_Consigne A_
Selon l'extrait source, quelle puissance Helion Energy s'est-elle engagée à fournir à Microsoft, et à quelle échéance ?

Helion Energy : pari audacieux de Sam Altman
En juillet 2024, Sam Altman a investi 375 millions de dollars dans Helion Energy. L’entreprise développe un réacteur linéaire compact, loin des tokamaks classiques. Son prototype Polaris vise des températures de 100 millions de degrés Celsius. Un contrat a même été signé avec Microsoft pour fournir 50 MW d’ici 2028.
Cette promesse suscite de nombreuses réserves dans le milieu scientifique. « C’est physiquement impossible avec les technologies actuelles », juge Saskia Mordijck, physicienne spécialiste du plasma. D’autres projets, comme le totamak SPARC, avancent plus prudemment avec des technologies bien mieux documentées.
Les stellarators reviennent dans la course
Le Wendelstein 7-X en Allemagne incarne une autre voie : le stellarator. Contrairement au tokamak SPARC, il n’a pas besoin de courant dans le plasma. Il fonctionne en continu grâce à un champ magnétique complexe mais stable. Ce projet européen a généré des plasmas qui dure jusqu’à 30 minutes. Son coût avoisine 1,44 milliard d’euros, ce qui reflète la sophistication de sa conception.

_Données à traiter_
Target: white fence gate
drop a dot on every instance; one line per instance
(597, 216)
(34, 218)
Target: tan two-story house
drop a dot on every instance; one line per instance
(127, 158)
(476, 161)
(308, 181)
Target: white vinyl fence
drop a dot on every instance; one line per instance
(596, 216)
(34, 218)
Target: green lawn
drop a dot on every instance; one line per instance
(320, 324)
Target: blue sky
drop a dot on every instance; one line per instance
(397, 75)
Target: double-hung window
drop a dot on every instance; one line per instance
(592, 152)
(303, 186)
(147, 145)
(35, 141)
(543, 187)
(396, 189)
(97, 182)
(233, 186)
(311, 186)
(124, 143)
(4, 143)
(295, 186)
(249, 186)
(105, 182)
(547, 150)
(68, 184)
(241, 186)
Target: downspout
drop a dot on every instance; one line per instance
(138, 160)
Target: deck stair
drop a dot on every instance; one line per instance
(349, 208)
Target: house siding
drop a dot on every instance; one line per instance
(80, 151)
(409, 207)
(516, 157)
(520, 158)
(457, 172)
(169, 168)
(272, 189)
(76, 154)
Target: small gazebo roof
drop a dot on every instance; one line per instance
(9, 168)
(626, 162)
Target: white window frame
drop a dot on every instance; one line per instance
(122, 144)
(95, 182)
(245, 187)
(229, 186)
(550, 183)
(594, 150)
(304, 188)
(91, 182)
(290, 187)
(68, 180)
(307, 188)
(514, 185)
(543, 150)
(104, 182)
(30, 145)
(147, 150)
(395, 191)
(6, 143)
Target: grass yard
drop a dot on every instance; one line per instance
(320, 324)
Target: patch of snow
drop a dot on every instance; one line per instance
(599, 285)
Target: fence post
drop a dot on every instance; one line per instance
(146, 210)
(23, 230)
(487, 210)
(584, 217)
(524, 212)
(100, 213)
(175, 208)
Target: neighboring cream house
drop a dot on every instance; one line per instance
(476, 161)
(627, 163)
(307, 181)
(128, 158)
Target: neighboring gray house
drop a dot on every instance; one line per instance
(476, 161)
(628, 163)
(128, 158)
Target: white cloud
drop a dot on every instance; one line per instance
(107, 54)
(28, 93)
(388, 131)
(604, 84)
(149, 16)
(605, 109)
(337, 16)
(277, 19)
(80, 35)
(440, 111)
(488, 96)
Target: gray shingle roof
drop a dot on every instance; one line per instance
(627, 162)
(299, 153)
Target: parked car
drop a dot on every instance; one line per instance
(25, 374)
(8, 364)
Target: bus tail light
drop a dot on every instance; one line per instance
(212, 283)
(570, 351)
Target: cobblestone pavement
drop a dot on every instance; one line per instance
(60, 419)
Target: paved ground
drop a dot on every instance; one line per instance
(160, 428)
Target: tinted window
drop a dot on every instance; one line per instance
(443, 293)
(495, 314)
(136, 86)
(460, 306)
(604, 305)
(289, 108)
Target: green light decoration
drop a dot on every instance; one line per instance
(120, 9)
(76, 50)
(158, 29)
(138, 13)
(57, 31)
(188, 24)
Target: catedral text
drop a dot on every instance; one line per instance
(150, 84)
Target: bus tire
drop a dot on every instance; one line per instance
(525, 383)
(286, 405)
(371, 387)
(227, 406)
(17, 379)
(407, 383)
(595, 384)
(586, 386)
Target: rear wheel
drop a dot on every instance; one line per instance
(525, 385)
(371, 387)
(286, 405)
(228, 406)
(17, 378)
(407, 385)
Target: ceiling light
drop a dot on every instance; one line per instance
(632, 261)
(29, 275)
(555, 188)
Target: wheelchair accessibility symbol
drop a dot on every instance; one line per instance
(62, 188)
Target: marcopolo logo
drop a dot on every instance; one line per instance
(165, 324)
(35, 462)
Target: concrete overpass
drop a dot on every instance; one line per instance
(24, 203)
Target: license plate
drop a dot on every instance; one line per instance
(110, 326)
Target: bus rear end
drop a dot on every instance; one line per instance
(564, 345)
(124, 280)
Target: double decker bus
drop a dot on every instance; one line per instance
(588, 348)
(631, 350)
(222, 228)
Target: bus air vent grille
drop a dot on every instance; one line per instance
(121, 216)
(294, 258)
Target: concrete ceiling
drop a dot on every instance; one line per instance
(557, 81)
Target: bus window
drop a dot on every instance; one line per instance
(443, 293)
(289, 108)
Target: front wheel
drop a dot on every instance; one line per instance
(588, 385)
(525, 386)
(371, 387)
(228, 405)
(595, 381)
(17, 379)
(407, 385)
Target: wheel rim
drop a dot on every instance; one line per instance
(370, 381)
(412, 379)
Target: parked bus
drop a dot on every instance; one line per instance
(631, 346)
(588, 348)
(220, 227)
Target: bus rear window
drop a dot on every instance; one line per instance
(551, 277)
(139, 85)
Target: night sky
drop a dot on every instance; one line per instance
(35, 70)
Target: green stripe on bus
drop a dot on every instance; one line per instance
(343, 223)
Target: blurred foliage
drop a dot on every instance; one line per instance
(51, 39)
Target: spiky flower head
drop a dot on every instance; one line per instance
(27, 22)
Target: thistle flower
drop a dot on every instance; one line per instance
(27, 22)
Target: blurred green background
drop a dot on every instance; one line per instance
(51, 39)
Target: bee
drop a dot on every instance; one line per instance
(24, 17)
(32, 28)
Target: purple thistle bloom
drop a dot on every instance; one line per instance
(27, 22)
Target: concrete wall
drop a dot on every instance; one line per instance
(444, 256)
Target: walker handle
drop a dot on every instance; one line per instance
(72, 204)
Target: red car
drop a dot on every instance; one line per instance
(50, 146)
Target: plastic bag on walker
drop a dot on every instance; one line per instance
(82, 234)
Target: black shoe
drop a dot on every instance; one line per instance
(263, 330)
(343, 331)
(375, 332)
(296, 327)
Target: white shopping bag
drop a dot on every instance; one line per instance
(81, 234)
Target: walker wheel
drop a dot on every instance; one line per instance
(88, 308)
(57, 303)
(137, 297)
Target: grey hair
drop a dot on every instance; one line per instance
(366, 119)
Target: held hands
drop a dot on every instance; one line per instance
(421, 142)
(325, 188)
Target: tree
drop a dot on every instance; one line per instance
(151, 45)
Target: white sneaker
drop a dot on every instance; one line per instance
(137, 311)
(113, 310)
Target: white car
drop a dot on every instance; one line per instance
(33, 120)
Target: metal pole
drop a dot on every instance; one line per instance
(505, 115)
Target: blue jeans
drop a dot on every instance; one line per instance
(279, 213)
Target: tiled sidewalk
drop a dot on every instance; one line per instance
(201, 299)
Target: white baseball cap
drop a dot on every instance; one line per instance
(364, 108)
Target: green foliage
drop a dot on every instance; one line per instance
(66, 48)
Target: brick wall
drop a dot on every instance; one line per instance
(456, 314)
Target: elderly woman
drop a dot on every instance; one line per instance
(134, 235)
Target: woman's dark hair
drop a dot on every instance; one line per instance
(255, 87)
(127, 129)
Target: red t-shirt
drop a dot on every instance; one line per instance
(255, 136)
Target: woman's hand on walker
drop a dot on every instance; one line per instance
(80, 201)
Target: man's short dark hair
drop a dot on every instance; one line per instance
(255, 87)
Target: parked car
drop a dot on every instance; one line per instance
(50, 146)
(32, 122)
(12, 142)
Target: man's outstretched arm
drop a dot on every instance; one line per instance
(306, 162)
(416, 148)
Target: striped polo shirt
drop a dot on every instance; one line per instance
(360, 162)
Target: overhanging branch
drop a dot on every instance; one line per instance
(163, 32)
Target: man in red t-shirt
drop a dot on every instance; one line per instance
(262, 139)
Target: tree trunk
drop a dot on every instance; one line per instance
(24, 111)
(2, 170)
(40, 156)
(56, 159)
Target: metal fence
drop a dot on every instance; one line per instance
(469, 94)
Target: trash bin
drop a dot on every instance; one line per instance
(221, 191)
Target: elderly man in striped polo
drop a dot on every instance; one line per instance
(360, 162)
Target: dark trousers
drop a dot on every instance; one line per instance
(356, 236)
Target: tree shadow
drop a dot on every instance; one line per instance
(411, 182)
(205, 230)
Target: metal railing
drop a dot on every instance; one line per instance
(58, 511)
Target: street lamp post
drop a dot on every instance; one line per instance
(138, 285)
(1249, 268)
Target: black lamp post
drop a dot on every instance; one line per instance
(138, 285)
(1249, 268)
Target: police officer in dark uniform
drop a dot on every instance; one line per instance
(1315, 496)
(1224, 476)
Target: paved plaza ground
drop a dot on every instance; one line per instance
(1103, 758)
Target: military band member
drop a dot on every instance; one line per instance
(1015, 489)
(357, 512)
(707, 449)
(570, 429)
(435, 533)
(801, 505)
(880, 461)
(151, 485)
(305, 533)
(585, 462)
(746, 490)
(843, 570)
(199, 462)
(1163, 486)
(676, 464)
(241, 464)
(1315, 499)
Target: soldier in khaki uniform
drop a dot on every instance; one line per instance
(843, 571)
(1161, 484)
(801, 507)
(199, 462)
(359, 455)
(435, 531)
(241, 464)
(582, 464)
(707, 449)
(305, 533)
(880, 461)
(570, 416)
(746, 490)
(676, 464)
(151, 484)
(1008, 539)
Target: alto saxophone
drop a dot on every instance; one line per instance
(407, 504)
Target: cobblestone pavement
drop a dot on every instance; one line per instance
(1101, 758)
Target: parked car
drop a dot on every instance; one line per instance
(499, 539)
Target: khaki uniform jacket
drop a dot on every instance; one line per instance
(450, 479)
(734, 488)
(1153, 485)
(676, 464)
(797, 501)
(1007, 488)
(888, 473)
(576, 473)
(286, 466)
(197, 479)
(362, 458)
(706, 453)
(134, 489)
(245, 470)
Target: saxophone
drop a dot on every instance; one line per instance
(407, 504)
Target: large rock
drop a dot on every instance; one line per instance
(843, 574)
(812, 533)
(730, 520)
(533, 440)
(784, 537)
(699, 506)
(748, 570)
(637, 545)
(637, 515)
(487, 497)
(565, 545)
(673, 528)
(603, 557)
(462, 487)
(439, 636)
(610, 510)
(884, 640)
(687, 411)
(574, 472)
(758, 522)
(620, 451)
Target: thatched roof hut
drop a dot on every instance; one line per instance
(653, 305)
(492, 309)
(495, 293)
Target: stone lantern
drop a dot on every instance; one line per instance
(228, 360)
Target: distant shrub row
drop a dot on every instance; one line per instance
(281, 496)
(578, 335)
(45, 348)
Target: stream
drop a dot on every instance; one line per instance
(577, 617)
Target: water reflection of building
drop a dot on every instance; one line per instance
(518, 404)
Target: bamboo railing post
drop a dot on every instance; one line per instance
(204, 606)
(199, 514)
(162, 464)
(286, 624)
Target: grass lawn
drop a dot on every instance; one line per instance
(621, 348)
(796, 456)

_Consigne B_
Recopiez à l'identique les lignes de la liste, de celle qui contient « Target: saxophone » jusqu'à la dernière ligne de la liste, ces deux lignes comprises.

_Corrigé A_
50 MW d'ici 2028.

_Corrigé B_
Target: saxophone
drop a dot on every instance; one line per instance
(407, 504)
Target: large rock
drop a dot on every instance; one line per instance
(843, 574)
(812, 533)
(730, 520)
(533, 440)
(784, 537)
(699, 506)
(748, 570)
(637, 545)
(637, 515)
(487, 497)
(565, 545)
(673, 528)
(603, 557)
(462, 487)
(439, 636)
(610, 510)
(884, 640)
(687, 411)
(574, 472)
(758, 522)
(620, 451)
Target: thatched roof hut
drop a dot on every instance; one line per instance
(653, 305)
(492, 309)
(495, 293)
Target: stone lantern
drop a dot on every instance; one line per instance
(228, 360)
Target: distant shrub row
drop a dot on every instance; one line per instance
(281, 496)
(578, 335)
(45, 348)
Target: stream
drop a dot on every instance; one line per instance
(577, 617)
Target: water reflection of building
drop a dot on every instance; one line per instance
(518, 404)
Target: bamboo railing post
drop a dot on every instance; one line per instance
(204, 606)
(199, 514)
(162, 464)
(286, 624)
Target: grass lawn
drop a dot on every instance; one line per instance
(621, 348)
(796, 456)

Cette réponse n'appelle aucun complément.